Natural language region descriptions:
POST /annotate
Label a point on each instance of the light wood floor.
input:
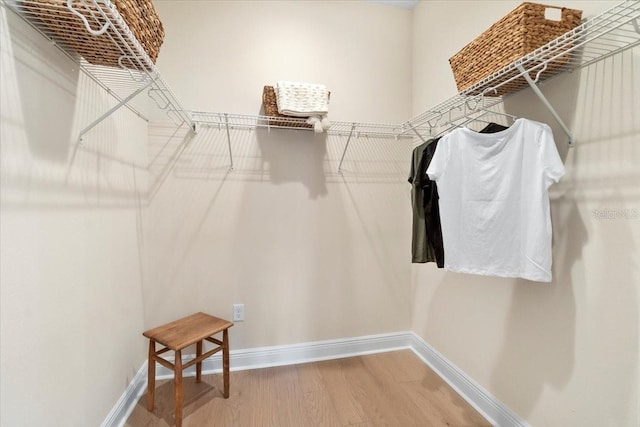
(385, 389)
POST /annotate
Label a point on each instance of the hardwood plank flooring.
(384, 389)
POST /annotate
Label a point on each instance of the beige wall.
(231, 49)
(70, 253)
(564, 353)
(312, 253)
(138, 228)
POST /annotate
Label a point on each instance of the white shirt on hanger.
(494, 202)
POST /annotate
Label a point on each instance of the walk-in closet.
(145, 177)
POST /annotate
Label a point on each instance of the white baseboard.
(124, 406)
(487, 405)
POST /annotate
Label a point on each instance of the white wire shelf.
(244, 121)
(105, 27)
(600, 37)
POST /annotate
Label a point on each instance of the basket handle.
(99, 32)
(557, 16)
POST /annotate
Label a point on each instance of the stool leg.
(199, 364)
(225, 361)
(178, 387)
(151, 375)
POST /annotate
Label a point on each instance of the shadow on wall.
(53, 105)
(295, 156)
(538, 346)
(562, 93)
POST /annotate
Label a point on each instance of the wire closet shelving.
(597, 38)
(604, 35)
(136, 72)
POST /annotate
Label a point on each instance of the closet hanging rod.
(600, 37)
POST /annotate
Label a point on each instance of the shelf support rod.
(545, 101)
(416, 132)
(112, 110)
(226, 122)
(353, 126)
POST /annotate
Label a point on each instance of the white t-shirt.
(494, 203)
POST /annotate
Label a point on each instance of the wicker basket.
(69, 29)
(520, 32)
(271, 109)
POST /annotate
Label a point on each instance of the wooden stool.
(180, 334)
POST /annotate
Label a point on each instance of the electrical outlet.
(238, 312)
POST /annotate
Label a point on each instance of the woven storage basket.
(271, 109)
(520, 32)
(65, 27)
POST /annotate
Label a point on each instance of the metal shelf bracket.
(112, 110)
(353, 127)
(545, 101)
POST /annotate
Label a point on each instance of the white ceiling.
(405, 4)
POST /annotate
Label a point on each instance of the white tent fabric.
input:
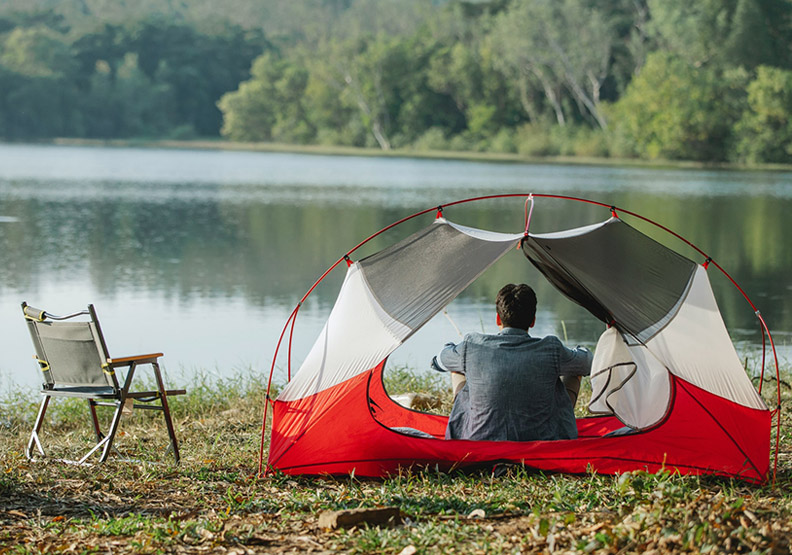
(628, 382)
(436, 264)
(356, 337)
(696, 340)
(632, 383)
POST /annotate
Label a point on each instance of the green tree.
(674, 110)
(269, 105)
(534, 41)
(764, 133)
(36, 52)
(724, 32)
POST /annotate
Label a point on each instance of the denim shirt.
(513, 390)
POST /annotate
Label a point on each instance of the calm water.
(203, 254)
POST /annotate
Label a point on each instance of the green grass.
(214, 502)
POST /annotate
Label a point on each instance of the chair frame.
(114, 394)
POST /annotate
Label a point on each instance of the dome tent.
(669, 390)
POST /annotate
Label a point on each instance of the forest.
(707, 81)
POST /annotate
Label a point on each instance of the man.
(513, 388)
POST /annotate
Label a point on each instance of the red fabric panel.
(703, 434)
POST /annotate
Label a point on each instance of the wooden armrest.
(138, 359)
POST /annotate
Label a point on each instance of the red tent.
(669, 390)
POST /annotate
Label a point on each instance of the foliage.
(645, 78)
(765, 129)
(674, 110)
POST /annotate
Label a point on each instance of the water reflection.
(202, 254)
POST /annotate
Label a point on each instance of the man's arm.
(576, 362)
(450, 359)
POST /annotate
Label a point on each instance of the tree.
(269, 105)
(724, 32)
(36, 52)
(764, 133)
(674, 110)
(565, 46)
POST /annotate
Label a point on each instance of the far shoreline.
(466, 156)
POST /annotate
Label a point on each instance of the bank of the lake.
(213, 502)
(473, 156)
(203, 253)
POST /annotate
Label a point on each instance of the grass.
(214, 502)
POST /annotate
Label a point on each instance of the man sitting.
(513, 388)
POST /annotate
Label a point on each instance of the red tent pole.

● **PROBLEM TO WORK ON**: Exact copy, no pictures: please print the data above once more.

● **REPLY**:
POST /annotate
Label a point on each instance of the light wood floor.
input:
(385, 389)
POST /annotate
Label a point on each instance of the hardwood plank flooring.
(384, 389)
POST /annotate
Label a point on each instance of the beige wall.
(231, 49)
(70, 253)
(564, 353)
(312, 253)
(138, 228)
POST /annotate
Label a point on each instance of the white shirt on hanger.
(494, 202)
POST /annotate
Label a point on each instance of the walk-in closet.
(145, 177)
POST /annotate
Label a point on each instance of the white baseboard.
(124, 406)
(487, 405)
POST /annotate
Label a point on each instance of the white wire shelf.
(244, 121)
(105, 27)
(600, 37)
POST /annotate
Label a point on each instance of the basket handle.
(99, 32)
(557, 16)
POST /annotate
Label a point on each instance of the stool leg.
(199, 364)
(225, 361)
(178, 387)
(151, 375)
POST /annotate
Label a point on each instance of the shadow on wall.
(53, 105)
(295, 156)
(538, 346)
(562, 93)
POST /annotate
Label a point on each instance of the wire closet shelving.
(597, 38)
(604, 35)
(136, 72)
POST /annotate
Label a point on each instance of the closet hanging rod.
(600, 37)
POST /annotate
Label a point on each instance of the shelf support rod.
(545, 101)
(416, 132)
(112, 110)
(226, 122)
(353, 126)
POST /annotate
Label a point on each instance of the white t-shirt.
(494, 203)
POST /annotate
Label a point on each instance of the wicker basket.
(69, 29)
(520, 32)
(271, 109)
POST /annotate
Label a point on each instance of the wooden stool.
(180, 334)
POST /annotate
Label a point on each instance of the electrical outlet.
(238, 312)
POST /annotate
Label a point on each instance of the woven storage basket.
(271, 109)
(520, 32)
(65, 27)
POST /annotate
Label a point on each instance of the metal shelf bracket.
(112, 110)
(353, 127)
(545, 101)
POST /annotate
Label a point on each instance of the white ceiling.
(405, 4)
POST /annotate
Label a point on each instance of the white tent fabric.
input:
(628, 382)
(436, 264)
(356, 337)
(696, 340)
(632, 383)
POST /annotate
Label a point on each instance of the green tree.
(674, 110)
(269, 105)
(534, 41)
(764, 133)
(36, 52)
(724, 32)
POST /annotate
Label a point on each instance of the denim shirt.
(513, 390)
POST /annotate
Label a point on each instance of the calm water.
(203, 254)
POST /annotate
Label a point on each instance of the green grass.
(214, 502)
POST /annotate
Label a point on each instance of the chair frame.
(114, 394)
POST /annotate
Label a point on each instance of the dome tent.
(669, 390)
POST /annotate
Label a point on each instance of the forest.
(707, 81)
POST /annotate
Label a point on each instance of the man.
(513, 388)
POST /annotate
Label a point on each instance of the red fabric panel.
(703, 434)
POST /annotate
Label a point on each instance of the wooden armrest.
(138, 359)
POST /annotate
Label a point on each instance of the red tent.
(669, 390)
POST /annotate
Label a point on each instance of the foliage.
(645, 78)
(765, 129)
(674, 110)
POST /annotate
Label a point on each instance of the water reflection.
(202, 254)
POST /annotate
Label a point on each instance of the man's arm.
(576, 362)
(450, 359)
POST /annotate
Label a point on each instance of the tree.
(269, 105)
(724, 32)
(36, 52)
(764, 133)
(674, 110)
(565, 46)
POST /annotate
Label a point on each instance of the far shoreline.
(466, 156)
POST /annotate
Label a point on each instance of the bank of the lake.
(213, 502)
(473, 156)
(203, 253)
POST /annotate
Label a point on each instance of the grass.
(214, 502)
POST /annotate
Label a point on each instance of the man sitting.
(513, 388)
POST /annotate
Label a point on each instance of the red tent pole.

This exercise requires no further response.